▶ [Aim of the exercise]: Without changing a single word, restate the entries below.

▶ [Input records]:
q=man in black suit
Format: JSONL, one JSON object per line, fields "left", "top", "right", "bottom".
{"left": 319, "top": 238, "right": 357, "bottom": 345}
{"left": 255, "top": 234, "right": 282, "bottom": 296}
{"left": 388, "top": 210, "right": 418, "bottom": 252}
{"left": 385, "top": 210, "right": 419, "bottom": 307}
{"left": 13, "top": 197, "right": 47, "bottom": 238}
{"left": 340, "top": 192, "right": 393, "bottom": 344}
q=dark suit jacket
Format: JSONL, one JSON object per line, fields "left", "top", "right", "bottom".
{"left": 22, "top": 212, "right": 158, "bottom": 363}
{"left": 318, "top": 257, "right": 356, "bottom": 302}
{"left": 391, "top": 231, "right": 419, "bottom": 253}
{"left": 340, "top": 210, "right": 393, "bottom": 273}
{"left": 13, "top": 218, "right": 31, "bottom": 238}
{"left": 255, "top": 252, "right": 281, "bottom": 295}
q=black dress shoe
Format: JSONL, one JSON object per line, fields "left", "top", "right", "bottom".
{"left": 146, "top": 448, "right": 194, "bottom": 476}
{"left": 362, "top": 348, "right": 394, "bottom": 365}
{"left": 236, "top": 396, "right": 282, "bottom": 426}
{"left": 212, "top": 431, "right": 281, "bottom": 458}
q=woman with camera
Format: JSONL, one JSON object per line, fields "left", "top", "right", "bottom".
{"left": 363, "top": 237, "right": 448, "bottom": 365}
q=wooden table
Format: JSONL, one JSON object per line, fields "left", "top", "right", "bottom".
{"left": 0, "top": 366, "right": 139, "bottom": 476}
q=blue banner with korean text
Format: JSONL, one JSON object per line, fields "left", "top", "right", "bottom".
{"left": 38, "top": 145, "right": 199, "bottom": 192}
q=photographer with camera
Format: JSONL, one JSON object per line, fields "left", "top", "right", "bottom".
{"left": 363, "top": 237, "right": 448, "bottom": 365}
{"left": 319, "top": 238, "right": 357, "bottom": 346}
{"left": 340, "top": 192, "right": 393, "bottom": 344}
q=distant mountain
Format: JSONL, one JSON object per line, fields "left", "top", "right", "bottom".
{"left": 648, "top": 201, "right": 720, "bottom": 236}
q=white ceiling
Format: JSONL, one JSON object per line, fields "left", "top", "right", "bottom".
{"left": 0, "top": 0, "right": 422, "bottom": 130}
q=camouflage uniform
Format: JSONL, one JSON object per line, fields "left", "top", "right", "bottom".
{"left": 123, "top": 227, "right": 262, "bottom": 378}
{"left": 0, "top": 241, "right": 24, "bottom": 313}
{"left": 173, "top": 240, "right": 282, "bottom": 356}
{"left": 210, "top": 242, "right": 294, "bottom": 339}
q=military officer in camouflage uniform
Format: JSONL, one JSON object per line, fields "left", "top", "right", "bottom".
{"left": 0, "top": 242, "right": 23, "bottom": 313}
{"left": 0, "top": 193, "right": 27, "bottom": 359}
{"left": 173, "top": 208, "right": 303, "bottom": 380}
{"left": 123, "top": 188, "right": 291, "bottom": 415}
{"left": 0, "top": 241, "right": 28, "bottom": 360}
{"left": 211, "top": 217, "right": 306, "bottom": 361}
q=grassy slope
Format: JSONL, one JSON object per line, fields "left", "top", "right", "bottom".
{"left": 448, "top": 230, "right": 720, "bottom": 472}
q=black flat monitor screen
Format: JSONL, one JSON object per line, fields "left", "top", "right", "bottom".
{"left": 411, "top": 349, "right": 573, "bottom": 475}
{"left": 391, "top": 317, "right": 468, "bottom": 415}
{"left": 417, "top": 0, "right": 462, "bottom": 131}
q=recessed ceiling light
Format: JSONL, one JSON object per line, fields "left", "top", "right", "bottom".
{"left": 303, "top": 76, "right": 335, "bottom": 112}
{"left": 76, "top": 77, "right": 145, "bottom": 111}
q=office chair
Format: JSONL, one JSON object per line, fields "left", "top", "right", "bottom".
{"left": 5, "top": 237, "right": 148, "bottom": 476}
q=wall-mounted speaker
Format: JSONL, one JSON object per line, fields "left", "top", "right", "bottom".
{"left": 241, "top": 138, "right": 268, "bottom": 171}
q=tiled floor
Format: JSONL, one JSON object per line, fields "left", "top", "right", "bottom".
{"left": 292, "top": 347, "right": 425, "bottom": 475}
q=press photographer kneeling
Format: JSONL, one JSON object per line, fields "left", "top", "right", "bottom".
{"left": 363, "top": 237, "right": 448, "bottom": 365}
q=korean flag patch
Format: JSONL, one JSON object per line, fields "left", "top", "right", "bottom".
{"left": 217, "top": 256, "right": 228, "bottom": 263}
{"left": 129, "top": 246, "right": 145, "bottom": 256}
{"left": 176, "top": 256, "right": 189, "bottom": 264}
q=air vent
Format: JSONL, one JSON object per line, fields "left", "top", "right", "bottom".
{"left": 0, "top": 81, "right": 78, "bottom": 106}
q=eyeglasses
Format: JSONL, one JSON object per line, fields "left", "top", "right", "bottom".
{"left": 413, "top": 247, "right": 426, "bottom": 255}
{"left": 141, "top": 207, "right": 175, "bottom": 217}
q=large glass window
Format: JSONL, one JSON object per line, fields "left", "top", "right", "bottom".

▶ [Written response]:
q=man in black suit
Format: JSONL, one JSON object per line, fields "left", "top", "right", "bottom".
{"left": 319, "top": 238, "right": 357, "bottom": 345}
{"left": 255, "top": 234, "right": 282, "bottom": 296}
{"left": 388, "top": 210, "right": 418, "bottom": 252}
{"left": 385, "top": 210, "right": 419, "bottom": 307}
{"left": 13, "top": 197, "right": 47, "bottom": 238}
{"left": 340, "top": 192, "right": 393, "bottom": 344}
q=dark suit jacket
Format: JSONL, one JSON object per line, fields "left", "top", "right", "bottom".
{"left": 22, "top": 212, "right": 158, "bottom": 363}
{"left": 318, "top": 257, "right": 356, "bottom": 302}
{"left": 391, "top": 231, "right": 419, "bottom": 253}
{"left": 340, "top": 210, "right": 393, "bottom": 273}
{"left": 13, "top": 218, "right": 31, "bottom": 238}
{"left": 255, "top": 252, "right": 281, "bottom": 295}
q=black dress shoe
Format: JSONL, one JSON object per line, fields "left", "top", "right", "bottom".
{"left": 146, "top": 448, "right": 194, "bottom": 476}
{"left": 362, "top": 348, "right": 394, "bottom": 365}
{"left": 236, "top": 396, "right": 282, "bottom": 426}
{"left": 212, "top": 431, "right": 281, "bottom": 458}
q=woman with camera
Format: JSONL, one JSON object per line, fields "left", "top", "right", "bottom".
{"left": 363, "top": 237, "right": 448, "bottom": 365}
q=wooden table
Format: JSONL, one JSON object per line, fields "left", "top", "right", "bottom".
{"left": 0, "top": 366, "right": 139, "bottom": 476}
q=blue banner with korean text
Format: JSONL, one JSON object per line, fields "left", "top", "right", "bottom".
{"left": 38, "top": 145, "right": 199, "bottom": 192}
q=photographer with camera
Format: JSONL, one JSON object per line, fields "left", "top", "right", "bottom".
{"left": 363, "top": 237, "right": 448, "bottom": 365}
{"left": 319, "top": 238, "right": 357, "bottom": 346}
{"left": 340, "top": 192, "right": 393, "bottom": 344}
q=distant mountain
Format: JSONL, one JSON object per line, fields "left", "top", "right", "bottom".
{"left": 648, "top": 201, "right": 720, "bottom": 236}
q=white ceiling
Format: JSONL, one JSON object per line, fields "left", "top", "right", "bottom".
{"left": 0, "top": 0, "right": 422, "bottom": 130}
q=camouflage uniform
Format: JSONL, one JSON object per line, fields "left", "top", "right", "bottom".
{"left": 123, "top": 227, "right": 262, "bottom": 378}
{"left": 0, "top": 241, "right": 24, "bottom": 313}
{"left": 173, "top": 240, "right": 282, "bottom": 356}
{"left": 210, "top": 242, "right": 294, "bottom": 339}
q=military officer in camouflage uniform
Format: JSONL, one JSON object per line, fields "left", "top", "right", "bottom".
{"left": 0, "top": 242, "right": 23, "bottom": 313}
{"left": 0, "top": 193, "right": 27, "bottom": 359}
{"left": 173, "top": 208, "right": 303, "bottom": 380}
{"left": 123, "top": 188, "right": 291, "bottom": 415}
{"left": 0, "top": 241, "right": 28, "bottom": 360}
{"left": 211, "top": 217, "right": 306, "bottom": 361}
q=grassy slope
Format: JSONL, one JSON object per line, fields "left", "top", "right", "bottom".
{"left": 448, "top": 230, "right": 720, "bottom": 472}
q=black flat monitor screen
Format: JSONL, one JSON object per line, fields "left", "top", "right", "bottom".
{"left": 411, "top": 349, "right": 573, "bottom": 475}
{"left": 391, "top": 317, "right": 468, "bottom": 415}
{"left": 417, "top": 0, "right": 462, "bottom": 131}
q=recessed ceiling light
Format: JSONL, one JSON object per line, fields "left", "top", "right", "bottom".
{"left": 303, "top": 76, "right": 335, "bottom": 112}
{"left": 76, "top": 77, "right": 145, "bottom": 111}
q=office chair
Format: JSONL, one JSON object per line, fields "left", "top", "right", "bottom".
{"left": 5, "top": 237, "right": 148, "bottom": 476}
q=wall-mounted speaker
Format: JSONL, one JSON object per line, fields "left", "top", "right", "bottom".
{"left": 241, "top": 138, "right": 268, "bottom": 171}
q=tiled floor
Format: JSONL, one JSON object per line, fields "left", "top", "right", "bottom".
{"left": 292, "top": 347, "right": 425, "bottom": 475}
q=press photographer kneeling
Format: JSONL, one JSON object per line, fields "left", "top", "right", "bottom".
{"left": 363, "top": 237, "right": 448, "bottom": 365}
q=korean flag patch
Format: JSONL, one JSON object per line, fields "left", "top", "right", "bottom".
{"left": 217, "top": 256, "right": 228, "bottom": 263}
{"left": 129, "top": 246, "right": 145, "bottom": 256}
{"left": 176, "top": 256, "right": 189, "bottom": 264}
q=air vent
Format: JSONL, one JSON object per line, fields "left", "top", "right", "bottom".
{"left": 0, "top": 81, "right": 78, "bottom": 106}
q=eyeglasses
Format: JSONL, one JSON object per line, fields "left", "top", "right", "bottom".
{"left": 413, "top": 247, "right": 426, "bottom": 255}
{"left": 141, "top": 207, "right": 175, "bottom": 217}
q=large glass window
Format: JSONL, one JSON object per line, fields "left", "top", "right", "bottom".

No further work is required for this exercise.